PROBLEM REQUIREMENTS - Put each line of the entries below into a JSON list of strings, one string per line and skipping blank lines, covering everything from the start of the entries down through the line containing "The even-odd rule applies to every instance.". Leave the pictures out of the answer.

INPUT MATERIAL -
########################################
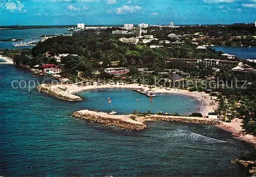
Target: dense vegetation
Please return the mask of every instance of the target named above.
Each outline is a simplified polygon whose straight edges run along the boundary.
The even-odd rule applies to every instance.
[[[207,27],[204,28],[207,29]],[[201,29],[204,29],[204,28]],[[223,28],[223,30],[226,29],[226,33],[232,33],[230,30],[234,31],[239,29],[236,26],[216,28],[218,30],[220,28]],[[245,31],[250,33],[250,35],[254,34],[255,32],[251,31],[251,28],[248,27],[247,31],[245,30]],[[214,30],[211,28],[211,30]],[[164,32],[164,30],[162,30],[162,31]],[[194,33],[198,32],[199,29],[183,28],[172,30],[183,30],[184,33]],[[245,32],[243,32],[243,34]],[[155,31],[155,32],[157,32]],[[241,32],[238,31],[237,33]],[[156,35],[161,35],[161,34],[157,32]],[[107,67],[124,67],[130,69],[126,76],[143,78],[143,80],[138,80],[137,82],[149,85],[155,84],[156,78],[159,80],[169,77],[169,74],[158,75],[158,72],[163,72],[164,69],[179,69],[184,72],[181,73],[181,75],[184,77],[190,76],[189,78],[183,81],[183,86],[185,87],[182,88],[189,89],[190,91],[203,91],[211,89],[209,84],[210,80],[207,78],[214,77],[216,80],[215,84],[218,84],[219,80],[227,83],[225,86],[212,89],[214,91],[222,93],[216,112],[225,121],[230,121],[236,117],[242,118],[245,131],[256,133],[256,74],[254,72],[232,72],[228,68],[221,68],[220,71],[215,72],[212,68],[205,68],[201,63],[188,64],[182,61],[166,63],[164,59],[168,58],[222,59],[221,57],[222,53],[216,52],[210,48],[196,50],[196,46],[186,43],[182,46],[171,46],[167,44],[162,48],[150,48],[149,44],[134,45],[122,43],[117,40],[119,37],[120,36],[110,35],[109,33],[95,34],[94,32],[88,31],[75,34],[72,37],[60,36],[49,39],[39,43],[32,50],[6,51],[3,53],[12,57],[18,65],[33,67],[37,64],[45,63],[57,64],[62,69],[62,74],[66,77],[77,75],[78,73],[81,73],[80,76],[93,78],[95,77],[92,75],[93,71],[102,71],[104,68]],[[57,63],[53,57],[58,54],[77,54],[78,56],[69,55],[62,57],[61,63]],[[118,61],[118,64],[114,66],[112,62],[115,61]],[[248,62],[248,64],[252,67],[255,66],[255,63]],[[147,67],[148,70],[154,71],[152,73],[141,73],[137,69],[139,67]],[[102,72],[99,77],[101,78],[112,79],[114,81],[117,80],[116,78],[113,78],[114,75],[104,72]],[[230,87],[232,82],[236,79],[246,81],[247,89],[240,88],[243,84],[242,82],[239,82],[237,88]],[[132,78],[129,77],[126,79],[126,81],[131,82],[132,80]],[[159,84],[166,87],[178,87],[179,83],[174,81],[172,81],[168,85],[165,85],[164,80],[162,80],[159,82]],[[207,84],[206,87],[201,84],[202,81]],[[186,85],[188,82],[199,82],[199,84],[189,87]],[[233,83],[233,86],[234,86],[234,83]]]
########################################
SOLUTION TO THE EXERCISE -
[
  "Target: dense vegetation",
  "Please return the mask of every instance of the target named above.",
  "Each outline is a simplified polygon whose straight edges run along the boundary.",
  "The even-odd rule applies to every instance."
]